● Problem to solve:
Repeat all of the material below exactly as written, images excluded.

● Task data:

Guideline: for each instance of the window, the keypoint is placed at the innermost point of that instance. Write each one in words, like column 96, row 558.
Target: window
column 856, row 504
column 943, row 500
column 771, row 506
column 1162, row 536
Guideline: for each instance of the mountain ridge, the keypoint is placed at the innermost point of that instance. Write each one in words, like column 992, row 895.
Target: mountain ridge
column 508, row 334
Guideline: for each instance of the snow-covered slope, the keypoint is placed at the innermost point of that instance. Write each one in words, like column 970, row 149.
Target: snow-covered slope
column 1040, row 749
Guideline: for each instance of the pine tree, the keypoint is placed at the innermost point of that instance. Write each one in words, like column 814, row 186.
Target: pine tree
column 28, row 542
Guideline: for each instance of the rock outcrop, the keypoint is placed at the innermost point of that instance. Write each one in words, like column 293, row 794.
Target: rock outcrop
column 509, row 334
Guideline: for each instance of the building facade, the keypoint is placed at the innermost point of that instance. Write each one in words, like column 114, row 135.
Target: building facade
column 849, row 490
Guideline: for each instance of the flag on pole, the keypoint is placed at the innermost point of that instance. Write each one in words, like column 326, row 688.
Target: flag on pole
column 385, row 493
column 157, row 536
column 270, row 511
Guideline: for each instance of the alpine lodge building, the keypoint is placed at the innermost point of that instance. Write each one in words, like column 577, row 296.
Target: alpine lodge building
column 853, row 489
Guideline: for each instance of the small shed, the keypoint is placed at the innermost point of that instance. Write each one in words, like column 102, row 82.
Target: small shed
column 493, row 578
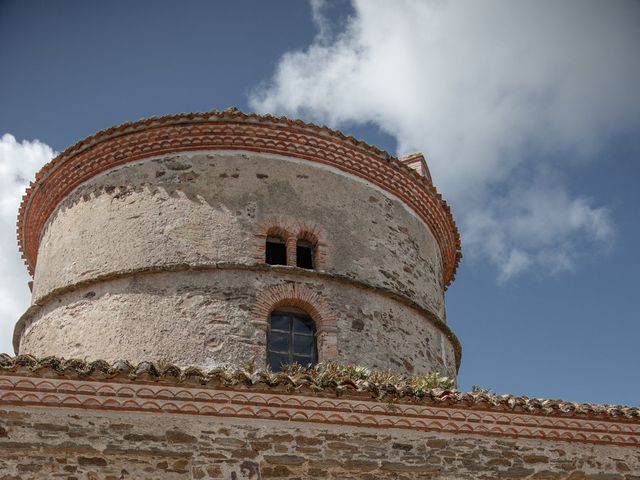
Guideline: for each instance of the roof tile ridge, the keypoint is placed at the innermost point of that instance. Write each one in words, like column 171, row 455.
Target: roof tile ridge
column 309, row 380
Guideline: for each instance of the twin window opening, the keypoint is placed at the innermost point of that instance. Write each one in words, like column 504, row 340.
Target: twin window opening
column 276, row 253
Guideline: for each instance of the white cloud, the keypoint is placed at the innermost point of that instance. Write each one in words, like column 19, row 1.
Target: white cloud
column 18, row 163
column 503, row 97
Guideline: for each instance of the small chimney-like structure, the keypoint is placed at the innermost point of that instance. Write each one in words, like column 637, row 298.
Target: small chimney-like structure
column 224, row 238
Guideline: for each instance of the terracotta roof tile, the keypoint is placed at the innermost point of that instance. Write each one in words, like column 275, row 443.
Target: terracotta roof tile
column 324, row 379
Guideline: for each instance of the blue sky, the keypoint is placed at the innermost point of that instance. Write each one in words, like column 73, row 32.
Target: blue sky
column 528, row 113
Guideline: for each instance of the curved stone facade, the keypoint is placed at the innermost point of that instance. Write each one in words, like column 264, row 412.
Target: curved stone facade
column 163, row 258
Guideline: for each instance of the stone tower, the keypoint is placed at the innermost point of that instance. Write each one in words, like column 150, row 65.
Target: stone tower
column 201, row 239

● Task result:
Guideline: for each instance of the window, the keypoint is placed at the innermost point of that instance. Write each one in words, like column 96, row 558.
Target: window
column 856, row 504
column 943, row 500
column 771, row 506
column 1162, row 536
Guideline: for each instance of the mountain ridge, the keypoint is placed at the innermost point of that instance. Write each one in words, like column 992, row 895.
Target: mountain ridge
column 508, row 334
Guideline: for each instance of the snow-covered slope, the keypoint is placed at the innermost point of that instance. Write each one in words, like column 970, row 149.
Target: snow-covered slope
column 1040, row 749
Guideline: for each instance of the pine tree, the keypoint is placed at the innermost point of that instance. Write each one in words, like column 814, row 186.
Target: pine tree
column 28, row 542
Guideline: for each instance of the rock outcrop, the keypoint is placed at the innermost point of that instance. Write each one in words, like column 293, row 794.
Target: rock outcrop
column 509, row 334
Guideline: for each instance of the building facade, the keypoint is placed at the innermost point of that instance. Write each one in words, like column 114, row 135.
Target: building facade
column 849, row 490
Guideline: for each instance of the flag on pole, the keypoint is placed at the innermost point of that instance. Write each one in words, like column 326, row 688.
Target: flag on pole
column 385, row 493
column 157, row 536
column 270, row 511
Guideline: for each instance of the alpine lodge building, the keypoint is placed at the innermost point of that instance. Write each one in words, like column 577, row 296.
Target: alpine lodge building
column 853, row 489
Guideline: for each instance of the small shed, the keypoint is placed at the innermost point of that instance. Write each one in words, like column 102, row 82.
Target: small shed
column 493, row 578
Guideline: for each instance of the roof tile ridge, the keypoint is placed at the innermost point of that instance. Write each one in words, like column 171, row 455.
Target: roof tile ridge
column 309, row 380
Guideline: for each instance of the twin window opening, the keypoint is placed at the innermost point of that instance. Write each one in words, like column 504, row 340.
Target: twin window opening
column 276, row 253
Guideline: for each instance of the white cloud, the keypoint is placed at the innermost point of that instance. Write each one in words, like column 19, row 1.
Target: white cloud
column 18, row 163
column 503, row 97
Guideline: for each instance of the small chimney-like structure, the keypoint is placed at the innermost point of that instance. Write each one in words, like column 637, row 298.
Target: small chimney-like structure
column 224, row 238
Guideline: for each instance of the terracotta roof tile, the keypoint is placed at the innermost point of that instance. Write each one in words, like column 275, row 443.
Target: terracotta roof tile
column 324, row 379
Guideline: for each instance of the blue sky, the keypoint is placed at the innermost point of that instance. Write each one in words, like column 73, row 32.
Target: blue sky
column 528, row 113
Guideline: for each instance of the curved stone facade, the keypoint is placed at the innermost point of that instance. Write each one in words, like column 264, row 412.
Target: curved stone facade
column 163, row 258
Guideline: for each instance of the stone tower, the keypoint is placed at the innermost point of that instance. Write each one in words, like column 150, row 65.
Target: stone tower
column 201, row 239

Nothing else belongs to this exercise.